- _Task_: In the Frito-Lay strike article, how many days did the strike at the Topeka plant last?

- _Quoted passage_:
+++++
After nearly three weeks, the Frito-Lay worker strike has ended in Kansas.

Employees in Topeka, Kansas have ratified a revised contract addressing what union leaders previously described as a diminished quality of life due to working conditions such as long hours, forced overtime, and stagnating wages, reported CNN (July 24).

WHY WORKERS WERE STRIKING

Earlier this month, The Washington Post reported that hundreds of striking Frito-Lay workers in the state were calling the snack maker to put an end to forced overtime and 84-hour workweeks brought on by a pandemic-era surge in demand. The 20-day strike marked the first at the plant in its decades of operation.

Workers at the Topeka plant were being pushed to the brink as the factory revved up operations during the pandemic, according to the Bakery, Confectionery, Tobacco Workers and Grain Millers Local 218.

Many of the factory’s employees were working seven days a week, and up to 12 hours per shift, having just eight hours between clocking in and clocking out, according to the union’s international president, Anthony Shelton.

“They are forcing the current workforce to work double and triple shifts,” Shelton said as reported by The Washington Post. “Workers do not have enough time to see their family, do chores around the house, run errands, or even get a healthy night’s sleep.”
+++++
- _Given records_:
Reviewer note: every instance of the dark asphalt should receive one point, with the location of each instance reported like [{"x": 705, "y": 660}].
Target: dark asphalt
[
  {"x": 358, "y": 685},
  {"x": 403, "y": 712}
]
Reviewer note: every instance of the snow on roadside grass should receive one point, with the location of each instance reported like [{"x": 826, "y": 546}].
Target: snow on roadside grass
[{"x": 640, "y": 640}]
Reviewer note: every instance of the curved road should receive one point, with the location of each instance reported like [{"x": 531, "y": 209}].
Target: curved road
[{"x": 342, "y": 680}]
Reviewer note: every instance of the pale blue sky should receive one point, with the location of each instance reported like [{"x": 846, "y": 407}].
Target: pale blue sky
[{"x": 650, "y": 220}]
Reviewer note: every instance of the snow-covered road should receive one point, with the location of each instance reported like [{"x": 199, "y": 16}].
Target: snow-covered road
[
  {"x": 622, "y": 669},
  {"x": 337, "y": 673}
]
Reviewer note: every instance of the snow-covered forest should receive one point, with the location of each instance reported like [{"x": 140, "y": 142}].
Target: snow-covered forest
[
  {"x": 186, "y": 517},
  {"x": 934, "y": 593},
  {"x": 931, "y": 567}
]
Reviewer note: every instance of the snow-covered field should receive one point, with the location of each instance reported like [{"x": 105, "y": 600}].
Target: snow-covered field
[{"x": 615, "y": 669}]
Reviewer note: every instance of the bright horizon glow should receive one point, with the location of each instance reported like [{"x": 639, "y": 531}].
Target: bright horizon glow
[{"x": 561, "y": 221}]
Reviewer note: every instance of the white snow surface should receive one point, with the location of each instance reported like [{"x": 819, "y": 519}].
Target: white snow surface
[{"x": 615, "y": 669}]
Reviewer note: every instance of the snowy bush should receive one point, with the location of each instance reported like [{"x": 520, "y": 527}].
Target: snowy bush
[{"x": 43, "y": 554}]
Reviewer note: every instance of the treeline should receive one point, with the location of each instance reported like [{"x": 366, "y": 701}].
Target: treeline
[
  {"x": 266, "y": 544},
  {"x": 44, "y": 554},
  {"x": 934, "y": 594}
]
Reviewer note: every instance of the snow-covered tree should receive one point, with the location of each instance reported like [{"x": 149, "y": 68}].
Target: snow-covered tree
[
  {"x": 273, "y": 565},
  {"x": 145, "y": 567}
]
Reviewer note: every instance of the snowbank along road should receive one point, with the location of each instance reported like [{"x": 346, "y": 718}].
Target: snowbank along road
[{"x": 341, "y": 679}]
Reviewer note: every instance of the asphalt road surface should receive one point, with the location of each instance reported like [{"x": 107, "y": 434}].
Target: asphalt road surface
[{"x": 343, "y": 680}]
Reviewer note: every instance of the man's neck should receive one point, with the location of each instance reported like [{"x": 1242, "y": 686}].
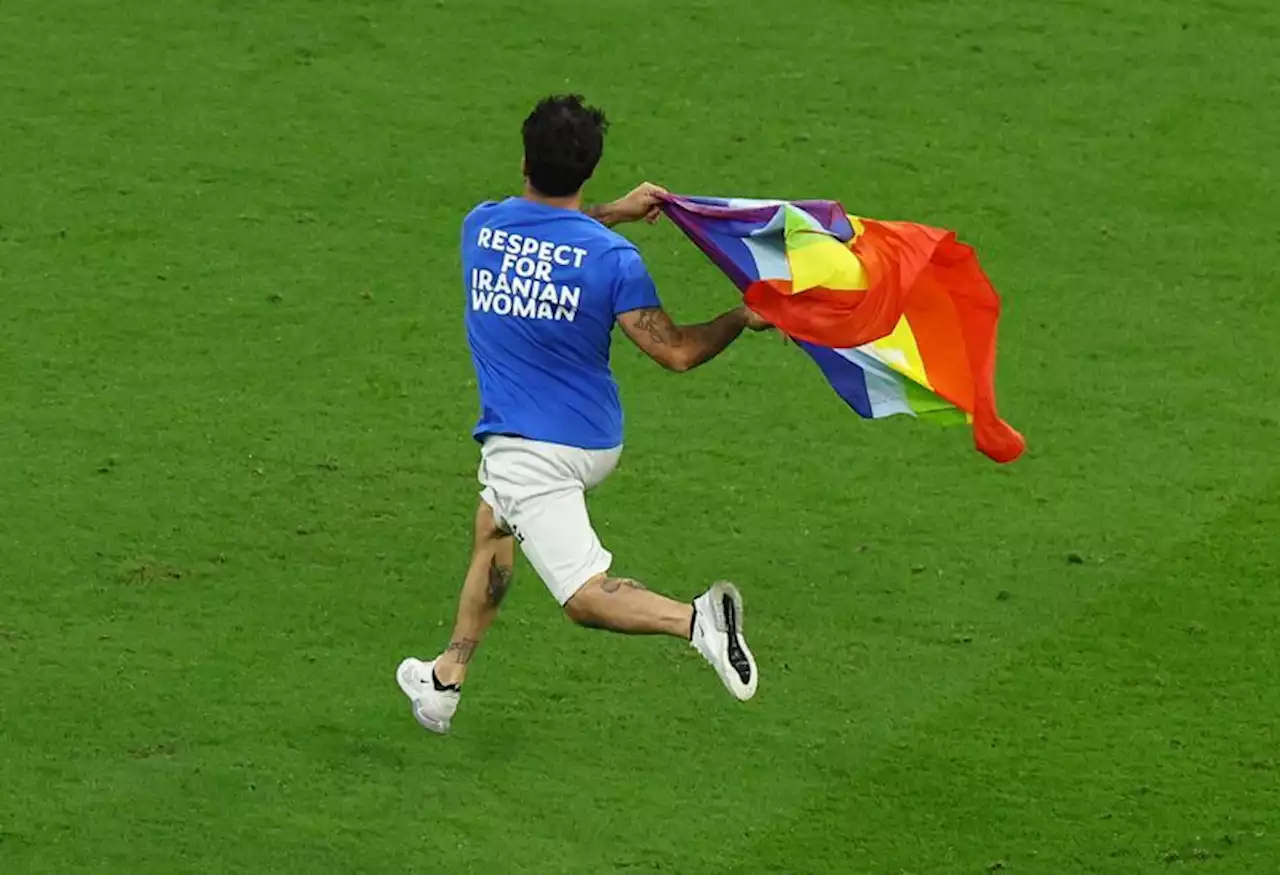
+++++
- _Solution to the exercise_: 20 days.